### Requirements
Carry on the forum post about getting HDMI sound from a laptop through a Denon receiver, picking up right after its last sentence.

### Excerpt provided
—————
# Connection a PC to a A/V receiver via HDMI



## nathometheatre (Feb 17, 2009)

Hey fellow Shacksters!
I'm having a problem connecting my Dell Inspiron 1525 laptop to my Denon AVR-4308CI via an HDMI cable. My problem is, when I connect my laptop to my Denon using the TV/Cable HDMI connection on my Denon, I can get a picture, but I can't get sound.
To make sure my Laptop supports HDMIa, I hooked it dirrectly to my Samsung DLP in the HDMI input #2, and I got both sound and video.
I switched it back to the Denon 4308CI again in the HDMI input on the back of the receiver labeled TV/Cable, and its not showing that there's an audio connection via the front panel display on my Denon receiver. 
For example; if you switch to DVD, the left side of the display will show 5.1 coming in, 6.1 on most blu rays, and since I have a 7.1 config, it shows 7.1 on the right side representing my connected speakers (if this makes sense).
—————
### Stored records
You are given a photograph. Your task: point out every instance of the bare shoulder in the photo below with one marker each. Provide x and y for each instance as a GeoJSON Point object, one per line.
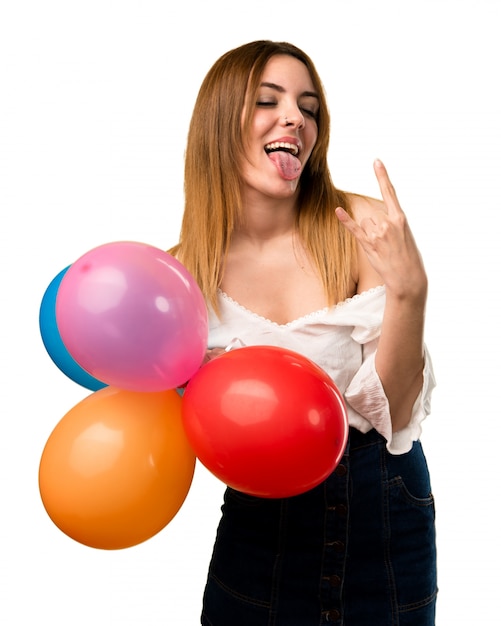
{"type": "Point", "coordinates": [364, 206]}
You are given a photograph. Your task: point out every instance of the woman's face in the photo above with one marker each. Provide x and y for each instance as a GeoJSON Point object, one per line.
{"type": "Point", "coordinates": [283, 130]}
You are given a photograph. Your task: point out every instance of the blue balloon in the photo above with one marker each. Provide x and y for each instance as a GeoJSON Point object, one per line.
{"type": "Point", "coordinates": [53, 342]}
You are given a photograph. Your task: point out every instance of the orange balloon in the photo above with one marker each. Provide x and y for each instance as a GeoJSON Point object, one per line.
{"type": "Point", "coordinates": [117, 467]}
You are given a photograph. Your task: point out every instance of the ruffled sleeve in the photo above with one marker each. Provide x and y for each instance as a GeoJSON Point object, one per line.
{"type": "Point", "coordinates": [365, 394]}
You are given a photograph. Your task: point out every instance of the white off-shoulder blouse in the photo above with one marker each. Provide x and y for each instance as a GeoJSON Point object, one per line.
{"type": "Point", "coordinates": [342, 340]}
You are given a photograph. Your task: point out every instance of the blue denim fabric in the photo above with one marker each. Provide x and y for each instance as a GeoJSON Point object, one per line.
{"type": "Point", "coordinates": [358, 550]}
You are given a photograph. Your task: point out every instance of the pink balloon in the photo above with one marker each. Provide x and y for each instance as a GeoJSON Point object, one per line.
{"type": "Point", "coordinates": [133, 317]}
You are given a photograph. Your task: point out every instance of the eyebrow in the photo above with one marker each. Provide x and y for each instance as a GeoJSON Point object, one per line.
—————
### Exercise output
So does anyone know what I'm doing wrong or not doing to get both sound and a picture through my 4308ci? :huh::hissyfit::help:


----------



## eugovector (Sep 4, 2006)

Try switching the blu-ray cable from the port that it's in now to the port you are trying to use with the laptop. No sound? Problem is with the AVR configuration. Sound? Problem is an incompatibility between the laptop and the AVR which may be able to be solved by double checking settings in the AVR and laptop. Start there and let us know what you find out.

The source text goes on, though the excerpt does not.